* **DIRECTIONS FOR THIS TASK**
Rewrite the pull request summary from "9) Several updates" up to and including "from Jiri Olsa.", changing every "build id" to "build ID".

:: PAGE TEXT ::

Commit c2865b11 authored by Jakub Kicinski's avatar Jakub Kicinski
Browse files

Daniel Borkmann says:

====================
pull-request: bpf-next 2023-04-13

We've added 260 non-merge commits during the last 36 day(s) which contain
a total of 356 files changed, 21786 insertions(+), 11275 deletions(-).

The main changes are:

1) Rework BPF verifier log behavior and implement it as a rotating log
   by default with the option to retain old-style fixed log behavior,
   from Andrii Nakryiko.

2) Adds support for using {FOU,GUE} encap with an ipip device operating
   in collect_md mode and add a set of BPF kfuncs for controlling encap
   params, from Christian Ehrig.

3) Allow BPF programs to detect at load time whether a particular kfunc
   exists or not, and also add support for this in light skeleton,
   from Alexei Starovoitov.

4) Optimize hashmap lookups when key size is multiple of 4,
   from Anton Protopopov.

5) Enable RCU semantics for task BPF kptrs and allow referenced kptr
   tasks to be stored in BPF maps, from David Vernet.

6) Add support for stashing local BPF kptr into a map value via
   bpf_kptr_xchg(). This is useful e.g. for rbtree node creation
   for new cgroups, from Dave Marchevsky.

7) Fix BTF handling of is_int_ptr to skip modifiers to work around
   tracing issues where a program cannot be attached, from Feng Zhou.

8) Migrate a big portion of test_verifier unit tests over to
   test_progs -a verifier_* via inline asm to ease {read,debug}ability,
   from Eduard Zingerman.

9) Several updates to the instruction-set.rst documentation
   which is subject to future IETF standardization
   (https://lwn.net/Articles/926882/), from Dave Thaler.

10) Fix BPF verifier in the __reg_bound_offset's 64->32 tnum sub-register
    known bits information propagation, from Daniel Borkmann.

11) Add skb bitfield compaction work related to BPF with the overall goal
    to make more of the sk_buff bits optional, from Jakub Kicinski.

12) BPF selftest cleanups for build id extraction which stand on its own
    from the upcoming integration work of build id into struct file object,
    from Jiri Olsa.

13) Add fixes and optimizations for xsk descriptor validation and several
    selftest improvements for xsk sockets, from Kal Conley.

:::
:: MATERIAL PROVIDED ::

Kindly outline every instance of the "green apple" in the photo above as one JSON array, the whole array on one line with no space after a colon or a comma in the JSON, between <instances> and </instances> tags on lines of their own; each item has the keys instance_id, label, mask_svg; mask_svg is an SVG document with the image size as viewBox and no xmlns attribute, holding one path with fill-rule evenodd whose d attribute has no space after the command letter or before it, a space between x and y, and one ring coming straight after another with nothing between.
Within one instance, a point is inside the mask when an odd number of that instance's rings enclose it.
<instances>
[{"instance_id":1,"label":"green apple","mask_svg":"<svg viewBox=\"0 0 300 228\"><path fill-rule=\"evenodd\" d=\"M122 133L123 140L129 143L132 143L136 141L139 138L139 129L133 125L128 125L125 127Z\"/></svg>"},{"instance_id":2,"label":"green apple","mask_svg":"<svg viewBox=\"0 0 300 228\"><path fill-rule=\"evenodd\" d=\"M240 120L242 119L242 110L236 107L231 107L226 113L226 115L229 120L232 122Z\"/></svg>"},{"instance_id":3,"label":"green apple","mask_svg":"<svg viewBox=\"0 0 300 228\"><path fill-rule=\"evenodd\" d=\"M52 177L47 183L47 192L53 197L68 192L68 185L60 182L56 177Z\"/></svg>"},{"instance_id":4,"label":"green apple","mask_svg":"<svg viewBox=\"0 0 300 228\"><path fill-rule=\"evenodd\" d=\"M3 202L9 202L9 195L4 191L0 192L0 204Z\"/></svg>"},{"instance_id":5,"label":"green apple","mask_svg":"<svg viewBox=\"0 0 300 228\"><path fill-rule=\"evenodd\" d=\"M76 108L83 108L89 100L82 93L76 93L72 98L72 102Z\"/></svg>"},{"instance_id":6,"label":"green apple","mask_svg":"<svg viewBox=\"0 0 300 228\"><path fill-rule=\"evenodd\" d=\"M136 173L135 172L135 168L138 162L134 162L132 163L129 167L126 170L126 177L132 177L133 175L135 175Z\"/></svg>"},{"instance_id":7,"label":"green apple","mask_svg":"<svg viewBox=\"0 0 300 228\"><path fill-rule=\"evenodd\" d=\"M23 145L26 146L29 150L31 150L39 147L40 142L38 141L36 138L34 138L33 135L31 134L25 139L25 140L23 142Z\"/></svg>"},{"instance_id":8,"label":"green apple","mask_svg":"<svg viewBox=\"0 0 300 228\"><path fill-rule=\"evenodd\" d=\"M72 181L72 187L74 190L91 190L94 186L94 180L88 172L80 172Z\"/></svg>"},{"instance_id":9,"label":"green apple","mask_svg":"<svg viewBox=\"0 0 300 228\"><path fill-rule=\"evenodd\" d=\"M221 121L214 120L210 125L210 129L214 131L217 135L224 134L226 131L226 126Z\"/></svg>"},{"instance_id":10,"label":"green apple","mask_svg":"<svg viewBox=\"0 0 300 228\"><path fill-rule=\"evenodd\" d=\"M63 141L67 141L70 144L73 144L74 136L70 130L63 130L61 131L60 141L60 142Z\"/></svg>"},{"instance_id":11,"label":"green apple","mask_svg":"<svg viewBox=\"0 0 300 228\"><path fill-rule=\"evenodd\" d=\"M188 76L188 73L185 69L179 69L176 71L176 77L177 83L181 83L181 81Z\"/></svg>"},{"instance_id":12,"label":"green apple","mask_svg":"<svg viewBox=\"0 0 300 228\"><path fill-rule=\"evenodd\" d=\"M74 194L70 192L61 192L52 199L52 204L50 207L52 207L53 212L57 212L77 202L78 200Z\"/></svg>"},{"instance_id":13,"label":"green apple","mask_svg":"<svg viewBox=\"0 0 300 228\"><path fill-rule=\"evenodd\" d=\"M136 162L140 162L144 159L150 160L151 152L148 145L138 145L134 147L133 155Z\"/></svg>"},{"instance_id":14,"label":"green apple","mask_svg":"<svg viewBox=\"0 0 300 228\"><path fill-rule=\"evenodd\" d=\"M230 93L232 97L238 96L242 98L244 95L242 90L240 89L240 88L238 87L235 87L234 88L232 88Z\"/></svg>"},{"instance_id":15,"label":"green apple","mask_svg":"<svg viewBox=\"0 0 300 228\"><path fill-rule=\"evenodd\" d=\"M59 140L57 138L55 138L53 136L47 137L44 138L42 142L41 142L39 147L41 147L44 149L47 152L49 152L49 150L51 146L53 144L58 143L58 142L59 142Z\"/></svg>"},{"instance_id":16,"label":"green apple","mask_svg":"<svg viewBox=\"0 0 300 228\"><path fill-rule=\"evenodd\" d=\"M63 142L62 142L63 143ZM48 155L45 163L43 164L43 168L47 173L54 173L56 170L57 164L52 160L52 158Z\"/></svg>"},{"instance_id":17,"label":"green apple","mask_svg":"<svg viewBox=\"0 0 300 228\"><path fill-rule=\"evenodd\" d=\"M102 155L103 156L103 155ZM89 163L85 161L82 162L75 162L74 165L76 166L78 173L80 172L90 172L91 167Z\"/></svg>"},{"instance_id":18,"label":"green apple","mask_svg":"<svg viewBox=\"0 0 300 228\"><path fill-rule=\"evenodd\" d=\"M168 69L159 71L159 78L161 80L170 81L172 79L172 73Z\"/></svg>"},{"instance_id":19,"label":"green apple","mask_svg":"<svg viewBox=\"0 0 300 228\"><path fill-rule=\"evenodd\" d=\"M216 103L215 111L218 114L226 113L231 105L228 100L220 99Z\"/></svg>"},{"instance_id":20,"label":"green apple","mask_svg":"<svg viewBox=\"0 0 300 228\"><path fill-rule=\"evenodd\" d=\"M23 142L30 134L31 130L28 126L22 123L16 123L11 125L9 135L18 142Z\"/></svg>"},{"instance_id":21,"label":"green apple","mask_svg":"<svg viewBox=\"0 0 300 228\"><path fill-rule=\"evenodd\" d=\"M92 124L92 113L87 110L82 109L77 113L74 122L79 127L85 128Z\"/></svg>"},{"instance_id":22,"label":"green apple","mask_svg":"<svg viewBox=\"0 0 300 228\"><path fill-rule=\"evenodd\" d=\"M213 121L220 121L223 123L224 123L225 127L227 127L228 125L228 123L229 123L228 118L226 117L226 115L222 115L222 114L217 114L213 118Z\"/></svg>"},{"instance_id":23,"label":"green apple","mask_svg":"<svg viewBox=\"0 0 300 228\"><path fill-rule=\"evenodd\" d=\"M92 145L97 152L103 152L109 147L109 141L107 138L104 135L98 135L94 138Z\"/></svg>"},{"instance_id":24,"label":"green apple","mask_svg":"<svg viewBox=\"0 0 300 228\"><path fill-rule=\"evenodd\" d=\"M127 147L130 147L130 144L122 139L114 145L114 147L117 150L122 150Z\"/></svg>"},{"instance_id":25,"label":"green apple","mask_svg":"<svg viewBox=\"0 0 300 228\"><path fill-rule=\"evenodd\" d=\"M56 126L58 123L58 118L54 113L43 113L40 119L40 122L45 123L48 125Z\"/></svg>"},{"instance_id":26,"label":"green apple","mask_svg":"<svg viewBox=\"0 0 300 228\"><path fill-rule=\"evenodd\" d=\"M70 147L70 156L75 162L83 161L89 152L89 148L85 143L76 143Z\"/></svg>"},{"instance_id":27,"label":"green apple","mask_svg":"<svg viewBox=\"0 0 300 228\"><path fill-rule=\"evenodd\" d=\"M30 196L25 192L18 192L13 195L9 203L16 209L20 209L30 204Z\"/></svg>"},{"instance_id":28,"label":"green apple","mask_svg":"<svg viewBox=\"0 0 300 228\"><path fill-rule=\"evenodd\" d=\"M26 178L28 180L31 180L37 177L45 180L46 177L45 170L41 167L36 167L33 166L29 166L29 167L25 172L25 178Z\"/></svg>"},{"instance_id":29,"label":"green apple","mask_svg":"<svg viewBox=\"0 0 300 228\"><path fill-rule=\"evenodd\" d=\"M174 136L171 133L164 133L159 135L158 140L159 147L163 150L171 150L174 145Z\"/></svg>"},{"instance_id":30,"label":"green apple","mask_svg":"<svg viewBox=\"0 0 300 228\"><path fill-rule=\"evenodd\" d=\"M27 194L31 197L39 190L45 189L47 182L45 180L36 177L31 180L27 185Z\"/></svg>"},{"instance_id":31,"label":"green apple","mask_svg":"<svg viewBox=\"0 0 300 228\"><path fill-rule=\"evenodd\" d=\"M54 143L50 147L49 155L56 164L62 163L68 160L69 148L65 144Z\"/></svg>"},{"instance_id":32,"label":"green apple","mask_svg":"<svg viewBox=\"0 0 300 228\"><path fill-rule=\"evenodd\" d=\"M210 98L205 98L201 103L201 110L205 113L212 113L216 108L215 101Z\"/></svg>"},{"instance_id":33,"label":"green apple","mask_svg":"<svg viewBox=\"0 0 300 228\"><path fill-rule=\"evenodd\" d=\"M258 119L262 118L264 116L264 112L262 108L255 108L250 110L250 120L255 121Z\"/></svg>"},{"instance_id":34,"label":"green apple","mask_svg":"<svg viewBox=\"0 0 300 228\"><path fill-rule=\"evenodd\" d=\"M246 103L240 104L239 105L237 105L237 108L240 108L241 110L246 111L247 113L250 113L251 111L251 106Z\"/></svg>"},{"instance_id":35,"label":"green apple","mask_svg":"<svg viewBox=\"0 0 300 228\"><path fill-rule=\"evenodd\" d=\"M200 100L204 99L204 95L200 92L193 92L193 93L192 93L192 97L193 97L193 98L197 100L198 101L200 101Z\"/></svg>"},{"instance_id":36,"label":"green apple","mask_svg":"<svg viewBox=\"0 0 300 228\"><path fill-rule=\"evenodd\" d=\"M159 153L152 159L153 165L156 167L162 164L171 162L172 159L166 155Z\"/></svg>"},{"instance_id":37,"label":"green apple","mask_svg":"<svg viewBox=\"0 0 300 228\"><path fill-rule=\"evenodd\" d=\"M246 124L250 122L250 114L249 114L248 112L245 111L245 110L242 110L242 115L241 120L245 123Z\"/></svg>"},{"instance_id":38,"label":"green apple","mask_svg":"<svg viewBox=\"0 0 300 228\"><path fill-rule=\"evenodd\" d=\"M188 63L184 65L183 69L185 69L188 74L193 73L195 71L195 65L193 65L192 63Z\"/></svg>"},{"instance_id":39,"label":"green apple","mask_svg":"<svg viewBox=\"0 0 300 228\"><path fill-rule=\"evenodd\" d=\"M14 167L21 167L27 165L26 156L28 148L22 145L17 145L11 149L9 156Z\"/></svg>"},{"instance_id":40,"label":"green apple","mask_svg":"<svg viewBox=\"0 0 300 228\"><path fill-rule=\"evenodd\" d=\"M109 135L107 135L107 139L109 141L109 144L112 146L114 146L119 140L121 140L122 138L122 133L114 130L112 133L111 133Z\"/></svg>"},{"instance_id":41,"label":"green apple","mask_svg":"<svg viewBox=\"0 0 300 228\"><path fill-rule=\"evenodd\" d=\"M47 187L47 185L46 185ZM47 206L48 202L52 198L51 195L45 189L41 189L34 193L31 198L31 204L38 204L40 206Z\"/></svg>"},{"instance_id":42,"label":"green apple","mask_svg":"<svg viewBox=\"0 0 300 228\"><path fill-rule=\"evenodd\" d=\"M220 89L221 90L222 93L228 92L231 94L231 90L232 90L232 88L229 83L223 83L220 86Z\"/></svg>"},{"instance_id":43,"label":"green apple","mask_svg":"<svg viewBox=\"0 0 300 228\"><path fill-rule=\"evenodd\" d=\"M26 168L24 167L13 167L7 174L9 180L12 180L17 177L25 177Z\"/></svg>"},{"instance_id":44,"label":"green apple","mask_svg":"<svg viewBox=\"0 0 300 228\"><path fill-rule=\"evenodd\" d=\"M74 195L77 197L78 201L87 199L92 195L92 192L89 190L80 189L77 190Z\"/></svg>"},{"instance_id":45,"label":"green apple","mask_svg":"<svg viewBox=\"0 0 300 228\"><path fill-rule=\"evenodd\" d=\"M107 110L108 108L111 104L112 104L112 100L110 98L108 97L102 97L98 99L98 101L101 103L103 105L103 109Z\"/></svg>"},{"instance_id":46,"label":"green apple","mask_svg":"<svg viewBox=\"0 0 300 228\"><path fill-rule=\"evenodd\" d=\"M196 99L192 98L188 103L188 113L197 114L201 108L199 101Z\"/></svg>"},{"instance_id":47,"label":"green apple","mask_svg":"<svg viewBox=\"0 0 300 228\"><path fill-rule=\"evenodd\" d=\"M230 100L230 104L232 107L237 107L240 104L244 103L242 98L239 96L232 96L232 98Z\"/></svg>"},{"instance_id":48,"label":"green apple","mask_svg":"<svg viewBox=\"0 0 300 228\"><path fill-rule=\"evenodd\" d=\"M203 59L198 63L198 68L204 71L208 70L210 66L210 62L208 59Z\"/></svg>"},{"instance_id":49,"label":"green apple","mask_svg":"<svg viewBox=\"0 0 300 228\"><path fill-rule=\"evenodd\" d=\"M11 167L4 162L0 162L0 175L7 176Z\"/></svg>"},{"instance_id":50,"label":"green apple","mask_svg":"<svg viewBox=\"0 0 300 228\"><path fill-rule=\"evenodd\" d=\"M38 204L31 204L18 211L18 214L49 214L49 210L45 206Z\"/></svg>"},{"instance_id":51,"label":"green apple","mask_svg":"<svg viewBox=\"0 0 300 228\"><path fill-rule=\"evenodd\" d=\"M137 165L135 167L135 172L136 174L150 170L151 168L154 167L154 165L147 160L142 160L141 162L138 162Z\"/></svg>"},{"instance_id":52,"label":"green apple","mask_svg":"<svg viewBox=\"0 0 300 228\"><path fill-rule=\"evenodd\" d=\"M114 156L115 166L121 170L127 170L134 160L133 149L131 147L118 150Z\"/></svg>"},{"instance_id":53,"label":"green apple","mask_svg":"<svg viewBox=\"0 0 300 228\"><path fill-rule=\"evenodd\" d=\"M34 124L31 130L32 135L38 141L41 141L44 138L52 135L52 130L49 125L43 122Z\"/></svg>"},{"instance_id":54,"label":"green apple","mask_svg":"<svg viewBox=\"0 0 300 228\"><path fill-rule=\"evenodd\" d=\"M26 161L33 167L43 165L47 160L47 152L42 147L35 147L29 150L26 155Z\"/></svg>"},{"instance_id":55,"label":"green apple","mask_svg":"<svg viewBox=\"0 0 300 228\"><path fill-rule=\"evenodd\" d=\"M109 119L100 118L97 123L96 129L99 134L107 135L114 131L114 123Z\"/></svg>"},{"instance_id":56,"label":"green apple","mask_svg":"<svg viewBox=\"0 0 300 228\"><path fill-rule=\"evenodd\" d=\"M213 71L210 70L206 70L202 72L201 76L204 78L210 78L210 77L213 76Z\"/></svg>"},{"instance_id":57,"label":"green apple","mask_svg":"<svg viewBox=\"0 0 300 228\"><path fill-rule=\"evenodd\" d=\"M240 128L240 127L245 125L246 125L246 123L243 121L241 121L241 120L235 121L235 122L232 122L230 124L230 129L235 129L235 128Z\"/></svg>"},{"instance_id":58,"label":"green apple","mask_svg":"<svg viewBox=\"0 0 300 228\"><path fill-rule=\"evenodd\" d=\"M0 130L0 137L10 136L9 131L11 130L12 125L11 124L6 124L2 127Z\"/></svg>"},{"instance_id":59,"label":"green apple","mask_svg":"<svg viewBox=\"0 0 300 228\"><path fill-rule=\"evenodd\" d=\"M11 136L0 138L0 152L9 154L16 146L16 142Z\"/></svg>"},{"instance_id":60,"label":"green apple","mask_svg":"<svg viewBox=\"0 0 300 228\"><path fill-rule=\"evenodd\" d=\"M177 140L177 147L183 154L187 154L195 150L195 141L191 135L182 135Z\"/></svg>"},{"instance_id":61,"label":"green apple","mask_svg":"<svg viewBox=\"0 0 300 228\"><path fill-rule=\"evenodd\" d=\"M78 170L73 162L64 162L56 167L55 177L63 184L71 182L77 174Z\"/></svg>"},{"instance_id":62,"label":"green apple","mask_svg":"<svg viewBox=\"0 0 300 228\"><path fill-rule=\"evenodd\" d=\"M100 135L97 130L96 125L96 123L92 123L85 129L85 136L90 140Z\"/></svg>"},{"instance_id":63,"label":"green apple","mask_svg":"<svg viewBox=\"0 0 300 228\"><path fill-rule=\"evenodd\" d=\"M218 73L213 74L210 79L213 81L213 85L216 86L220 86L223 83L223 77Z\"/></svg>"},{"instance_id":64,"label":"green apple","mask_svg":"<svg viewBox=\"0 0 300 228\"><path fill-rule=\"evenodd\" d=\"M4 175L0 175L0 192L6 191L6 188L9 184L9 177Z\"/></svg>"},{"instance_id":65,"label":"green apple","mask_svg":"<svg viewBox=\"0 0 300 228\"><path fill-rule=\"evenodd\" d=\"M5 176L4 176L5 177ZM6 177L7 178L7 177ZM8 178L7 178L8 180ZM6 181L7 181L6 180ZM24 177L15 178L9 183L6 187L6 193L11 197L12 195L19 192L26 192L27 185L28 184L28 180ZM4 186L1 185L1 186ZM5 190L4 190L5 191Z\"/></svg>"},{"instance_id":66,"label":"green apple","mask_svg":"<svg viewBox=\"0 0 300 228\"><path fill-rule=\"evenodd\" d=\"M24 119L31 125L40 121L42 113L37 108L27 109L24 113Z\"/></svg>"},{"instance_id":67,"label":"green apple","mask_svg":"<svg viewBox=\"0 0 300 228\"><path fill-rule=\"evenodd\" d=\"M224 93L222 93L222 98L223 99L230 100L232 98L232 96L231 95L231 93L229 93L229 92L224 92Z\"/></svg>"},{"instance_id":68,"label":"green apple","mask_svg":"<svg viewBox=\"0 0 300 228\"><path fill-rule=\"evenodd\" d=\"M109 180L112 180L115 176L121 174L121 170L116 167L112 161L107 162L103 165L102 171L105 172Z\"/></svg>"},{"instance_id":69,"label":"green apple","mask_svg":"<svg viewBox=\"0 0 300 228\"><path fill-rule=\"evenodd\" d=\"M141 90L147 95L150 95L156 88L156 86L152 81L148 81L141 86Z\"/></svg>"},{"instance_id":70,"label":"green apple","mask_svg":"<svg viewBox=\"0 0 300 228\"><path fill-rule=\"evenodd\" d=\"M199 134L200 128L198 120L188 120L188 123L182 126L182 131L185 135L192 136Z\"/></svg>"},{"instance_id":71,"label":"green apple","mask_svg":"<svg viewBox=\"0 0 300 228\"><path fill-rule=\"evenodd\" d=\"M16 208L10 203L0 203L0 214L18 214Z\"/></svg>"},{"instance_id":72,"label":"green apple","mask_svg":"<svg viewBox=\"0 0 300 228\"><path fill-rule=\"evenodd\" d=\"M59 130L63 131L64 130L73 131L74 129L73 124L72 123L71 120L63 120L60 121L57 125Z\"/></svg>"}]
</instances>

:::

* **OUTPUT**
9) Several updates to the instruction-set.rst documentation
   which is subject to future IETF standardization
   (https://lwn.net/Articles/926882/), from Dave Thaler.

10) Fix BPF verifier in the __reg_bound_offset's 64->32 tnum sub-register
    known bits information propagation, from Daniel Borkmann.

11) Add skb bitfield compaction work related to BPF with the overall goal
    to make more of the sk_buff bits optional, from Jakub Kicinski.

12) BPF selftest cleanups for build ID extraction which stand on its own
    from the upcoming integration work of build ID into struct file object,
    from Jiri Olsa.